Selected extract —
▼▼▼

Posted on: August 2, 2016 12:38 PM
A Garo couple in traditional dress
Photo Credit: Vishma Thapo / Wikimedia

Former USPG mission partner Peter Musgrave reports from Bangladesh where the Church is helping communities respond to the impact of climate change.


The Garo people (the Mande [hill people]) are a vibrant ethnic minority group, and in the Northern Mymensingh district they form the backbone of the Church of Bangladesh. But they miss out on government assistance and are not included in human rights legislation because the government will not classify them as indigenous. (The Garo are categorised as aboriginal, with all the connotations of backwardness that that phrase implies.)

Until the end of the British rule in 1947, the Garo lived in large areas of flatland forests and in the Garo hills on the other side of the Indian border. But rapid development and population pressure has pushed them into the margins, so they now live in small villages in the Mymensingh region close to the border with India.

▲▲▲

Material supplied —
▼▼▼

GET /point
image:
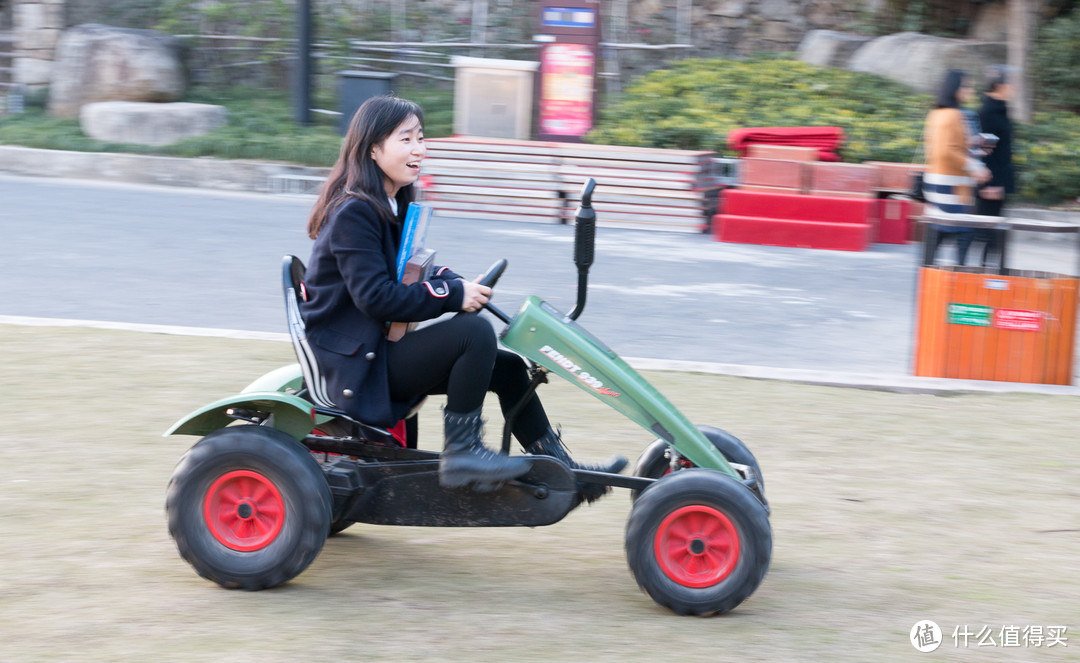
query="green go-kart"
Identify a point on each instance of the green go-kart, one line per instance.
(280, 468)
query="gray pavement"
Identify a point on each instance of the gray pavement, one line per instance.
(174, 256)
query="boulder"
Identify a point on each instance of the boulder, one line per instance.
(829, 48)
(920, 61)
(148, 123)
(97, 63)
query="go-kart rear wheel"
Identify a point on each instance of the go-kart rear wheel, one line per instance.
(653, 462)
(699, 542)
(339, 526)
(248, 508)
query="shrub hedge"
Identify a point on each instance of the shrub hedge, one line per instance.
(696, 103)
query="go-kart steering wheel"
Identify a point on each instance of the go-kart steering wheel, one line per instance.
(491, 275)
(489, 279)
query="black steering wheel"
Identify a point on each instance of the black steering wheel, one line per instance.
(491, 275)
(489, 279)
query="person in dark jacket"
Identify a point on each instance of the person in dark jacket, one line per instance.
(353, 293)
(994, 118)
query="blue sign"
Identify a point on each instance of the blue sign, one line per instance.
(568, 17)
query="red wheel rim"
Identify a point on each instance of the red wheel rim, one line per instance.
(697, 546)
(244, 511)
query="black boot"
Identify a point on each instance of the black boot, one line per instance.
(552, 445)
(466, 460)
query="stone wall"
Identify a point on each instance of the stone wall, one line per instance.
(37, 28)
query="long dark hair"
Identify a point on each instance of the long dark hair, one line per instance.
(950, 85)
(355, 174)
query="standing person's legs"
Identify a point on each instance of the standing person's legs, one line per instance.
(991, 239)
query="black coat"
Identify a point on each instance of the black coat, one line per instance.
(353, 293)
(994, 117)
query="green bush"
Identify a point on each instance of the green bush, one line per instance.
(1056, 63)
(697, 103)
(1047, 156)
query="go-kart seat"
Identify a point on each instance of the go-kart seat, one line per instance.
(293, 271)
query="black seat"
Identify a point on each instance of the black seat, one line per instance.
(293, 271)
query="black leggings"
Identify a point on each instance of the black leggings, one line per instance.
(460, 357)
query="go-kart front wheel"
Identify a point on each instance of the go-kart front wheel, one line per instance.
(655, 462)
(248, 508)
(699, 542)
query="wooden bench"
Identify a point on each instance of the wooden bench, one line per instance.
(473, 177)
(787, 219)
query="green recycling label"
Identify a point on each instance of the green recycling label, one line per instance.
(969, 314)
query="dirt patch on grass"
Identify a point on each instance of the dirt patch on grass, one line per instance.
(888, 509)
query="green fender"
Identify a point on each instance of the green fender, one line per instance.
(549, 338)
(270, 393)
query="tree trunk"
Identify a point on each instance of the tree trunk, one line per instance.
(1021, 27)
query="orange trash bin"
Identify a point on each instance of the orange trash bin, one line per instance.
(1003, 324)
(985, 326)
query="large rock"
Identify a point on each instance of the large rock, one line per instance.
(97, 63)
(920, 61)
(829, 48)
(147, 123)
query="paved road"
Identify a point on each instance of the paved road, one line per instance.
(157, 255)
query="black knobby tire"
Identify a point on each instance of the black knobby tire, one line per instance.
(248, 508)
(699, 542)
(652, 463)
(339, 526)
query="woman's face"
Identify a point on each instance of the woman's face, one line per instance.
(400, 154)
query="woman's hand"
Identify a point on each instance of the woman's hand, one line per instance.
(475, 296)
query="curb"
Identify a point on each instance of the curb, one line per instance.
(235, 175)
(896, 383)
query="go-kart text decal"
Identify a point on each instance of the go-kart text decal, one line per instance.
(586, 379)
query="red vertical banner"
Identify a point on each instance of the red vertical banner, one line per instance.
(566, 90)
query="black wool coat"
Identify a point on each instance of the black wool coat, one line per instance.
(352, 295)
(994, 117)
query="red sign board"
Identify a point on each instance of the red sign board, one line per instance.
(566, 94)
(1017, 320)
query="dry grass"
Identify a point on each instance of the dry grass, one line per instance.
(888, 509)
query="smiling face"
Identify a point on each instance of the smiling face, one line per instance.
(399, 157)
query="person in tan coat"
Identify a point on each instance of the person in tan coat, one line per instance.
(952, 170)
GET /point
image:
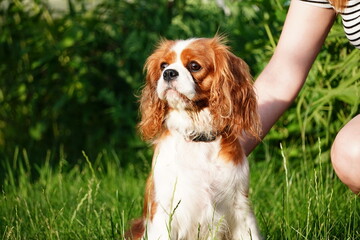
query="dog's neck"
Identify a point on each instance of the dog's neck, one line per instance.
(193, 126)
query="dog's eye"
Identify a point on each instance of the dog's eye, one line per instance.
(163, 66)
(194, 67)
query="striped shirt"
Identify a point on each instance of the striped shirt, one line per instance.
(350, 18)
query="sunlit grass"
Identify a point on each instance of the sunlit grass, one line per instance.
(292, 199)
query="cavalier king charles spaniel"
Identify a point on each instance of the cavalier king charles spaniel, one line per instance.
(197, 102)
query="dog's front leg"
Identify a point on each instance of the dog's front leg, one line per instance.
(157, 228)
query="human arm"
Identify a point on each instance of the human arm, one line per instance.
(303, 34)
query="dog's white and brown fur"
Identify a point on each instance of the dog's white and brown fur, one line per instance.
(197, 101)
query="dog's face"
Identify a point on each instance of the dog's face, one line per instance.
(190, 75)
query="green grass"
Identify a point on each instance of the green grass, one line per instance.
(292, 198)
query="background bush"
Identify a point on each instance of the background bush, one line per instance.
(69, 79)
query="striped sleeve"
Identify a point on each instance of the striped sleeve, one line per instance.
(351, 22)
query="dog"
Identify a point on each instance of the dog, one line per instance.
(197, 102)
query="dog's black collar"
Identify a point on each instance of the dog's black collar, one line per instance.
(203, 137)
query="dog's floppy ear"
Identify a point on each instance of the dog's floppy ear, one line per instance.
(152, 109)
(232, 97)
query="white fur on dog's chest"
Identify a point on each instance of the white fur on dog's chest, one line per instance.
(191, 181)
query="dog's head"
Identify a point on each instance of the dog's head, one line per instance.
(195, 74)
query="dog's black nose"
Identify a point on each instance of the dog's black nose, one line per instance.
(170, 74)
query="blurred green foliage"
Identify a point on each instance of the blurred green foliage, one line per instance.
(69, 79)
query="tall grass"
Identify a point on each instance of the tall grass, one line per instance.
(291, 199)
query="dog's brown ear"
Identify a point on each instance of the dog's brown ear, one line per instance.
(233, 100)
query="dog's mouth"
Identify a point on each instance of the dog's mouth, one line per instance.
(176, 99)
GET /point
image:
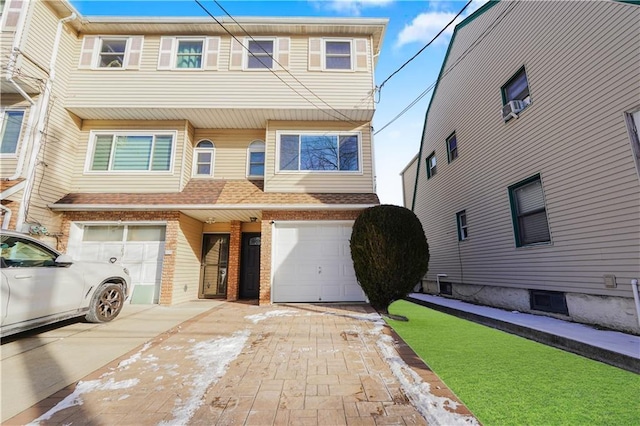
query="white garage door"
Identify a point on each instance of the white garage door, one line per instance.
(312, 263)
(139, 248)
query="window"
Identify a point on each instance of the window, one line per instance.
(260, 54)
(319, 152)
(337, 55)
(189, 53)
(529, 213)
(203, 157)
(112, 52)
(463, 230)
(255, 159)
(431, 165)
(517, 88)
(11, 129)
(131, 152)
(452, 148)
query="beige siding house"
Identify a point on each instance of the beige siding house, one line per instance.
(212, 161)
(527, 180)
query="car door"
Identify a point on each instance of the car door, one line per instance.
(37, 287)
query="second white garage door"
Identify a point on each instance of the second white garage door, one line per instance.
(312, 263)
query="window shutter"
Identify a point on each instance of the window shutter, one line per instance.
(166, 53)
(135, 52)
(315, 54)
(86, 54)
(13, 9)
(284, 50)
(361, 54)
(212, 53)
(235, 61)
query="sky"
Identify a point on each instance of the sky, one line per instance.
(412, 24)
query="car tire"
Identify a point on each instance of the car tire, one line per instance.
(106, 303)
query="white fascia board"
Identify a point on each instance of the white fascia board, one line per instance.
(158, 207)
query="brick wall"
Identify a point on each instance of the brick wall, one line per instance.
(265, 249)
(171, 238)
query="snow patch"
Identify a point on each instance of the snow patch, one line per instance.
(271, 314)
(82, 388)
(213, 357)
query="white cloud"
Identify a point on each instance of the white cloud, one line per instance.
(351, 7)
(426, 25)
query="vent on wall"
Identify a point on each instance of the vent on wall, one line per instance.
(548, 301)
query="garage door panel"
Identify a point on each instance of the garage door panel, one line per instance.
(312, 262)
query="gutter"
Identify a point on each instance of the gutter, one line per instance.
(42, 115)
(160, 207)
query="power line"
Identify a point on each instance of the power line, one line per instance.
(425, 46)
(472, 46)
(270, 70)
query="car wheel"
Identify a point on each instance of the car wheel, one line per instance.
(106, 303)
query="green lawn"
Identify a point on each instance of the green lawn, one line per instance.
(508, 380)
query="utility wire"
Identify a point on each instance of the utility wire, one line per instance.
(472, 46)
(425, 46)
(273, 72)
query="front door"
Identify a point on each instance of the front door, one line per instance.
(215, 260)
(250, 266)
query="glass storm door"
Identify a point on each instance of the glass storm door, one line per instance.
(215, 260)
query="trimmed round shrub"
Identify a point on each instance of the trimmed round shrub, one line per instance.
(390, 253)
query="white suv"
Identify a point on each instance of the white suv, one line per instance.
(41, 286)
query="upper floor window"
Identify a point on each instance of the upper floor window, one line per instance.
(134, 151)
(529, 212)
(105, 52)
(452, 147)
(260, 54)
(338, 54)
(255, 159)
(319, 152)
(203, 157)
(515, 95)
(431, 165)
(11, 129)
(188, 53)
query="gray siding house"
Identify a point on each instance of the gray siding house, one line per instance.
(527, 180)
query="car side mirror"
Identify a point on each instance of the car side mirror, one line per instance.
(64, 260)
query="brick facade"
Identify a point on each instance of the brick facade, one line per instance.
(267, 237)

▲▲▲
▼▼▼

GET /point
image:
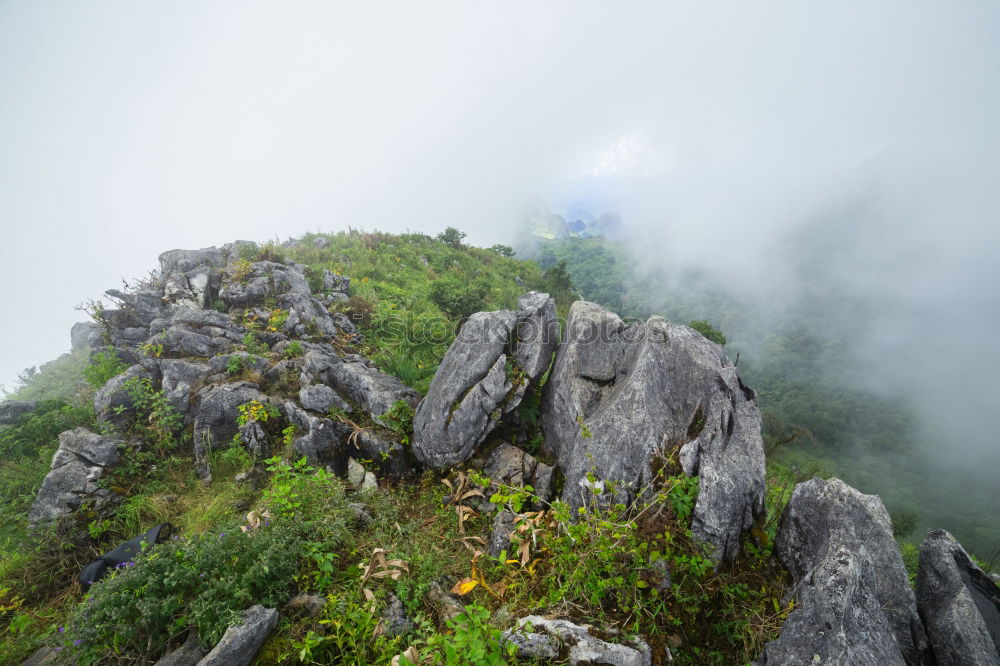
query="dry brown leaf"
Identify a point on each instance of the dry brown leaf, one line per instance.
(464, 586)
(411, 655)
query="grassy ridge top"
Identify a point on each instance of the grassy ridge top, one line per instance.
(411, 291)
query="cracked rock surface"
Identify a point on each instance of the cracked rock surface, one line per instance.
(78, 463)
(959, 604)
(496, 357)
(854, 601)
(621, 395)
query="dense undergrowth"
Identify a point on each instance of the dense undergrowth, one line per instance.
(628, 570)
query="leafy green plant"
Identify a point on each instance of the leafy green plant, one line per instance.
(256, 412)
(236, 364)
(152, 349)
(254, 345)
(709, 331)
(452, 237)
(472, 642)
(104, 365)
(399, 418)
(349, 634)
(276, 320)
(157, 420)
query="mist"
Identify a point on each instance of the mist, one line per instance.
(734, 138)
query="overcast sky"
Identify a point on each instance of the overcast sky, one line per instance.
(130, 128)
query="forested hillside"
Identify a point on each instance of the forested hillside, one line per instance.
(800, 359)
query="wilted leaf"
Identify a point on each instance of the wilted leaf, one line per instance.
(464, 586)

▲▲▲

Problems —
#1 Translate this sentence from the report on the Garo people of Bangladesh into Spanish: "Until the end of the British rule in 1947, the Garo lived in large areas of flatland forests and in the Garo hills on the other side of the Indian border."
#2 In the report on the Garo people of Bangladesh, rewrite the paragraph beginning "The Garo people (the Mande [hill people])" as a bulleted list that keeps its main facts.
#3 Carry the report on the Garo people of Bangladesh forward from its final sentence.

The results —
#1 Hasta el final del dominio británico en 1947, los garo vivían en grandes extensiones de bosques de llanura y en las colinas Garo, al otro lado de la frontera india.

#2
- The Garo, or Mande (hill people), are a vibrant ethnic minority group.
- In the Northern Mymensingh district, they form the backbone of the Church of Bangladesh.
- The government will not classify them as indigenous, so they miss out on government assistance and are not covered by human rights legislation.
- They are instead categorized as aboriginal, a term that implies backwardness.

#3
Wild elephants from India are continually visiting the region damaging Garo villages each year in their search for water and grazing. Twenty years ago, the rivers in India were fuller, and fish stocks more plentiful, but now the elephants must travel further afield for sustenance – a result of climate change.

The Garo are traditionally subsistence farmers. Historically they were able to rely on regular rainfall and harvests. But in the last 30 years, monsoon rainfall has become less frequent and more erratic, so food security has become a problem.

It was tragic to see this with my own eyes during a recent visit to observe the climate-resilience work of the Church of Bangladesh, which includes a food security programme. Local people said weather patterns had changed during their lifetimes, and said they now feel powerless in not knowing how to respond. In their struggle for survival, it is little wonder that many Garo are migrating to Dhaka in search of work – with all the challenges that that presents.

People’s lives are on the line – and the link to climate change is undeniable.

Between October and May there are now frequent and prolonged periods of drought. The monsoon rains that farmers rely on for their rice crops are unpredictable and often delayed.

When the monsoon does come, the rainfall can be extreme and small rivers burst their banks and flood villages. The impact is made worse by deforestation in this region, with trees typically cut down for firewood.

The stony soil in this area makes it difficult to install shallow tube wells, so it is a struggle to irrigate land. I saw brown fields lying idle, with none of the green rice and well-irrigated fields seen elsewhere in Bangladesh.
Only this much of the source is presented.